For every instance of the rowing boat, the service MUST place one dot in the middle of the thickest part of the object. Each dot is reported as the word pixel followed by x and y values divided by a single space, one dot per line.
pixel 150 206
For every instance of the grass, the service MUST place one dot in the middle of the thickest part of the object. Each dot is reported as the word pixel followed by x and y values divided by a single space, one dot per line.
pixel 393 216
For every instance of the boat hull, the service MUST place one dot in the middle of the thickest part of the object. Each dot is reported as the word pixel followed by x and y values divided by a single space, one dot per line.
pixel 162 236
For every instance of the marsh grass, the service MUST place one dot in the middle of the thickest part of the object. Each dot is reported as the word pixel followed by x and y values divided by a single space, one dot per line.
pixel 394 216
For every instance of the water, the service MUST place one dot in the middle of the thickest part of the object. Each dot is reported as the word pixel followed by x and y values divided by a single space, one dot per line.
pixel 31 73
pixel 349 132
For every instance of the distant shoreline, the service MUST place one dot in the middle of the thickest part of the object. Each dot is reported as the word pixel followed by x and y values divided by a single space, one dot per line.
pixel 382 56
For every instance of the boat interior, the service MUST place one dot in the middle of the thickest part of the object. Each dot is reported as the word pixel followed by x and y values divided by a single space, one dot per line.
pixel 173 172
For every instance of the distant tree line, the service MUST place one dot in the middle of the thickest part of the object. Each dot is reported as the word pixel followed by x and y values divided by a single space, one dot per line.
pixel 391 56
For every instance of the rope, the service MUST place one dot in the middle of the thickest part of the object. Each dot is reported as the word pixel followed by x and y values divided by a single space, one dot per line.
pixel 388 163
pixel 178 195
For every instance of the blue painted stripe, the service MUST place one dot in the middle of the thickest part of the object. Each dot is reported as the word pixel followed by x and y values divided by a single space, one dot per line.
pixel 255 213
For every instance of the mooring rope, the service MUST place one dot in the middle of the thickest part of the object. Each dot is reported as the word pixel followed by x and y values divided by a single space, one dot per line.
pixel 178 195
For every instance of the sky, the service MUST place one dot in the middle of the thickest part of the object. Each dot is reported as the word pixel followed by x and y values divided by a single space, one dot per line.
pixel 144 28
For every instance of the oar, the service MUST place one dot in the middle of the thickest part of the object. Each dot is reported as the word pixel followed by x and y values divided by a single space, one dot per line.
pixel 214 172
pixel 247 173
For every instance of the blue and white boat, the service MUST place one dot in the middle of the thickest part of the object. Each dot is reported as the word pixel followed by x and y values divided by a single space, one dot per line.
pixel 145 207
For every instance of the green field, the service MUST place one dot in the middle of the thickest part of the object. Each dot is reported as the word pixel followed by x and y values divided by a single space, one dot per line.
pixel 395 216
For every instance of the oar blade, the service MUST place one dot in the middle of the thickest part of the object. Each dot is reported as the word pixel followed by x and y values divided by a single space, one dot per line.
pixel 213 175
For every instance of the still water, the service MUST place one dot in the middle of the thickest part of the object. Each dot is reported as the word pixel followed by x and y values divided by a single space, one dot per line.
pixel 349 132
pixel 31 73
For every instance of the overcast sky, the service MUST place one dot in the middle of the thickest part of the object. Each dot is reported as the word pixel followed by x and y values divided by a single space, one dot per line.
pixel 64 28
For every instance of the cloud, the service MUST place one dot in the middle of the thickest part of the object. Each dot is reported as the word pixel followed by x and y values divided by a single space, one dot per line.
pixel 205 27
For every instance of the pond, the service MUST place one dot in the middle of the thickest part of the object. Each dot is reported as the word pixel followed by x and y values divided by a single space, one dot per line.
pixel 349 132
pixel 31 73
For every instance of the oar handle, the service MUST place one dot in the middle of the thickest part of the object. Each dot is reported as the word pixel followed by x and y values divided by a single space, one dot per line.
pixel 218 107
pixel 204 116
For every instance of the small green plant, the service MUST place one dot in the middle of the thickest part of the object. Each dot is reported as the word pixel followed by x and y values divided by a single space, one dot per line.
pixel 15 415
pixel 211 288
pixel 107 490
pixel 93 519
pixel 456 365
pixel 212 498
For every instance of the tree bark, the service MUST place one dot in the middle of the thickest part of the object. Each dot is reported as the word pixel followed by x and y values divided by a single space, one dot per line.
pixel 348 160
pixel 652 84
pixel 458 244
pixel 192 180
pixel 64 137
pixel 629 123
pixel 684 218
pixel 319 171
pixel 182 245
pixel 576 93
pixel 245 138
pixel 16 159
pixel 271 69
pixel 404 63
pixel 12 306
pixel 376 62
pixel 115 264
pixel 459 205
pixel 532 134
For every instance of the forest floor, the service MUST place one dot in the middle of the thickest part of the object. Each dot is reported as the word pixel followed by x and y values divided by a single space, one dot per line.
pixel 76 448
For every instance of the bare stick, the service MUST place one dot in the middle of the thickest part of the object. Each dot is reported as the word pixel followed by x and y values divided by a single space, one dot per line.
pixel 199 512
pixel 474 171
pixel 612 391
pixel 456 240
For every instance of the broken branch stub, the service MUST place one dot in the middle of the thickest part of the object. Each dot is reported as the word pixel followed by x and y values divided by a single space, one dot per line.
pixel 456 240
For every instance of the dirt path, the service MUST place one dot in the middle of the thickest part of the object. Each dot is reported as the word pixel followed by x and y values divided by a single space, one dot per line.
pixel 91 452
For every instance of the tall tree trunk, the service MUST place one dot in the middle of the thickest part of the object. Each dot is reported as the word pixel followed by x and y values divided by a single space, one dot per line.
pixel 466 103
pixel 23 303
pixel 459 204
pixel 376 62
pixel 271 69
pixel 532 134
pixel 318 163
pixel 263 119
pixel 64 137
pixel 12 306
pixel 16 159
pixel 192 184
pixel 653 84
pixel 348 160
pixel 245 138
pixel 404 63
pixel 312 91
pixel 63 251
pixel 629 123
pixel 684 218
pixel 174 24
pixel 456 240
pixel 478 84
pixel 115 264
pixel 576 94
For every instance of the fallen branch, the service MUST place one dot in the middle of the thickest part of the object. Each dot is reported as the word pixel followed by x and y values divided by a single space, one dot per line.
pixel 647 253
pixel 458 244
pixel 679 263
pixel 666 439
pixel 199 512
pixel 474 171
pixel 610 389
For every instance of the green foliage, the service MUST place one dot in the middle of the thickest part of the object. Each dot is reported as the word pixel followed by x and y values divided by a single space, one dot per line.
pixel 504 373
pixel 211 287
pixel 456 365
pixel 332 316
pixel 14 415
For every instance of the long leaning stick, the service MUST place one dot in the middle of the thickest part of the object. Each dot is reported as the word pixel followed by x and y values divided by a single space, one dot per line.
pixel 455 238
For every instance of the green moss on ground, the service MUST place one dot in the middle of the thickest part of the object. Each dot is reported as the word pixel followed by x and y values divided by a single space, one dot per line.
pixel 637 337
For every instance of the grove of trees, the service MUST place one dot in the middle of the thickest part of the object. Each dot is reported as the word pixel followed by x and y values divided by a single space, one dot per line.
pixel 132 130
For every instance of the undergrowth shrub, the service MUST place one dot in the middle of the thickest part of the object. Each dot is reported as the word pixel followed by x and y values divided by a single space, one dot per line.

□ □ □ □

* [What you are asked to do] Return all of the data exactly as it reads.

* [Exercise answer]
For every instance of the rowing boat, the service MUST place one dot in the middle of the thickest part of the object. Each dot is reported as the word pixel followed by x and y values divided by a single space, one dot per line.
pixel 150 206
For every instance of the grass, the service MUST place one dot in the middle of the thickest part of the object. Each dot is reported as the word pixel followed by x and y values divided by a single space, one dot per line.
pixel 393 216
For every instance of the boat hull, the service MUST place one dot in the middle of the thickest part of the object. Each dot is reported as the word pixel followed by x and y values divided by a single space, one dot per line.
pixel 162 236
For every instance of the marsh grass, the service MUST place one dot in the middle of the thickest part of the object. Each dot is reported as the word pixel followed by x and y values divided by a single space, one dot per line.
pixel 394 216
For every instance of the water, the service MUST place one dot in the middle of the thickest part of the object. Each dot is reported as the word pixel followed by x and y values divided by a single space, one dot per line.
pixel 31 73
pixel 349 132
For every instance of the distant shoreline, the service MUST place one dot in the middle of the thickest part of the object. Each dot is reported as the word pixel followed by x and y values divided by a single space, one dot per line.
pixel 382 56
For every instance of the boat interior, the service MUST place one dot in the middle of the thickest part of the object. Each dot is reported as the word pixel followed by x and y values divided by a single space, one dot per line.
pixel 173 172
For every instance of the distant tree line, the service MUST place one dot in the middle of the thickest part of the object. Each dot is reported as the word pixel followed by x and y values divided by a single space, one dot per line.
pixel 391 56
For every instance of the rope, the service MUST place one dot in the middle of the thickest part of the object. Each dot is reported as the word pixel followed by x and y values divided by a single space, one dot per line.
pixel 388 163
pixel 178 195
For every instance of the blue painted stripe, the service MUST place one dot in the middle of the thickest part of the object. Each dot is reported as the word pixel followed by x and y values divided by a single space, one dot per line.
pixel 255 213
For every instance of the mooring rope, the service MUST place one dot in the middle of the thickest part of the object. Each dot is reported as the word pixel followed by x and y values divided by a single space, one dot per line.
pixel 178 195
For every instance of the sky, the service MUST place one dot in the middle of the thickest part of the object. Each dot is reported as the word pixel followed by x and y values divided by a single space, one dot per line.
pixel 144 28
For every instance of the oar, the service MUST place one dot in the middle of the thickest part of the object. Each dot is reported as the word pixel followed by x and y values divided by a single space, one dot per line.
pixel 214 172
pixel 247 173
For every instance of the blue and white boat, the service MUST place one dot in the middle of the thickest part of the object. Each dot is reported as the word pixel followed by x and y values divided by a single space, one dot per line.
pixel 145 207
For every instance of the green field, the service MUST place one dot in the middle of the thickest part of the object. Each dot is reported as the word pixel followed by x and y values divided by a single space, one dot per line.
pixel 395 216
For every instance of the oar blade, the service MUST place one dot in the middle of the thickest part of the object. Each dot is reported as the word pixel followed by x and y values divided by a single space, one dot per line.
pixel 213 175
For every instance of the still water, the service MUST place one dot in the middle of the thickest part of the object. Each dot is reported as the word pixel followed by x and y values divided by a single space, one dot per line.
pixel 349 132
pixel 31 73
For every instance of the overcast sky, the service MUST place one dot in the middle of the thickest part of the object. Each dot is reported as the word pixel followed by x and y values divided by a single space, one dot per line.
pixel 64 28
For every instance of the cloud, the service MUST place one dot in the middle of the thickest part of the object. Each dot is reported as the word pixel followed by x and y values divided by a single space, one dot per line.
pixel 205 27
For every instance of the pond, the service MUST place one dot in the middle of the thickest part of the object. Each dot is reported as the word pixel followed by x and y values divided by a single space, one dot per line.
pixel 349 132
pixel 31 73
For every instance of the oar handle, the service MUST place one dot in the middle of the thickest part of the object. Each dot is reported as the word pixel followed by x and y values divided by a single space, one dot per line.
pixel 218 107
pixel 204 116
For every instance of the small green plant, the service MUST place one dot in the middle of the thickest part of the object. Each dot is reported as the word pixel followed by x and y values divided by a single space, one dot per line.
pixel 15 415
pixel 211 288
pixel 107 490
pixel 93 519
pixel 456 365
pixel 212 498
For every instance of the tree bark, the service MUST place one dot in the middle of the thickest part of the object. Each dot is reported as the word pixel followed by x and y values divided by a single space, one dot per line.
pixel 348 160
pixel 652 84
pixel 458 244
pixel 192 180
pixel 64 137
pixel 629 123
pixel 684 218
pixel 319 171
pixel 182 245
pixel 576 93
pixel 245 138
pixel 16 159
pixel 271 69
pixel 404 63
pixel 12 306
pixel 376 62
pixel 115 264
pixel 459 205
pixel 532 134
For every instance of the forest floor, the service MUST place one dot in the middle of the thickest part of the object. Each dot is reported as the word pixel followed by x and y values divided by a single space, one dot per line.
pixel 76 448
For every instance of the bare stick, the service MUST place one dot in the middle of the thickest part of the object. Each dot is reported as the word pixel followed by x and y values divided by a single space, one dot per line.
pixel 199 512
pixel 474 171
pixel 612 391
pixel 456 240
For every instance of the broken branch stub, the service MUST place one dot in the middle of the thickest part of the object. Each dot is reported as the word pixel followed by x and y values divided by a single space, one dot per line.
pixel 456 240
For every instance of the dirt path, the service MUST place one dot in the middle of the thickest part of the object. Each dot is reported as the word pixel followed by x and y values divided by a single space, one dot per line.
pixel 91 452
For every instance of the tall tree trunk, the service MUST place one dot in the middle of the thickest part of the object. Each dot is reported as the word pixel followed by x and y values divided by a single space, one dot per line.
pixel 466 103
pixel 23 303
pixel 459 204
pixel 376 62
pixel 271 69
pixel 532 134
pixel 318 163
pixel 263 119
pixel 64 137
pixel 12 306
pixel 16 159
pixel 192 184
pixel 653 84
pixel 348 160
pixel 245 138
pixel 404 63
pixel 312 91
pixel 63 251
pixel 629 123
pixel 684 218
pixel 174 24
pixel 456 240
pixel 478 84
pixel 115 264
pixel 576 94
For every instance of the fallen branch, the service MUST place one dot in the middle of the thickest part of the object. Each dot is reported as the word pixel followed by x and y values divided by a single space, one dot per line.
pixel 647 253
pixel 458 244
pixel 679 263
pixel 666 439
pixel 199 512
pixel 474 171
pixel 610 389
For every instance of the green foliage, the service MUST place one dot in the middle of the thickest part of the object. Each dot is reported as the word pixel followed by x and y values divided by a single space, one dot per line.
pixel 504 373
pixel 211 287
pixel 456 365
pixel 332 316
pixel 14 415
For every instance of the long leaning stick, the service MUST place one dot in the middle of the thickest part of the object. Each dot is reported as the word pixel followed by x and y values divided by a single space, one dot per line.
pixel 455 238
For every instance of the green moss on ground, the service MUST place one dot in the middle of the thickest part of the object. Each dot is reported as the word pixel followed by x and y values divided by a single space, one dot per line.
pixel 637 337
For every instance of the grove of trees, the service MUST place one dot in the middle of the thickest part of the object. Each dot is reported as the word pixel followed by x and y values divided by a single space, one dot per line.
pixel 132 130
For every instance of the undergrowth shrub, the service MUST place one dot in the middle of the thickest part of the object. Each dot is reported as the word pixel followed by x and y values divided by a single space, one dot per line.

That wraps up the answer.